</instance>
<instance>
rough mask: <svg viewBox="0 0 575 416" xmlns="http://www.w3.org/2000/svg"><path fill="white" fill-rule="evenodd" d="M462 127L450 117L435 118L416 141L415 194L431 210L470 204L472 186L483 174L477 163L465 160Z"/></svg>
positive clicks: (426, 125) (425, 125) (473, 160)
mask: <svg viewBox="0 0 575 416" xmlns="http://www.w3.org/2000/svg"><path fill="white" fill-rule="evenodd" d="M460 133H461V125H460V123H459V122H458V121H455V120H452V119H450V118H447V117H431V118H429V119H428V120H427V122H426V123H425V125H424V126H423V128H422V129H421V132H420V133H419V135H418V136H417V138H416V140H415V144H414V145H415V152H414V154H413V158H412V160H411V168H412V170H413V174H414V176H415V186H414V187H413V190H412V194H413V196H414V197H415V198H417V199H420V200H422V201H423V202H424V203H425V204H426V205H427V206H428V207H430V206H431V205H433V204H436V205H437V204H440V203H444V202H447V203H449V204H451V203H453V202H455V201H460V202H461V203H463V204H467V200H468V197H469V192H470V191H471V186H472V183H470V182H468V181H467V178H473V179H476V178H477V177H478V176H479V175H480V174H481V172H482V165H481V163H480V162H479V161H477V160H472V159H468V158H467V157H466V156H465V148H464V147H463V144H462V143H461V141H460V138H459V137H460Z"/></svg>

******

▸ PROBLEM
Include the first line of the listing, the line with "rough mask: <svg", and every line between them, each repeated exactly, and output only those.

▸ WRITTEN SOLUTION
</instance>
<instance>
rough mask: <svg viewBox="0 0 575 416" xmlns="http://www.w3.org/2000/svg"><path fill="white" fill-rule="evenodd" d="M462 127L450 117L435 118L416 141L415 194L431 210L470 204L472 186L483 174L477 163L465 160Z"/></svg>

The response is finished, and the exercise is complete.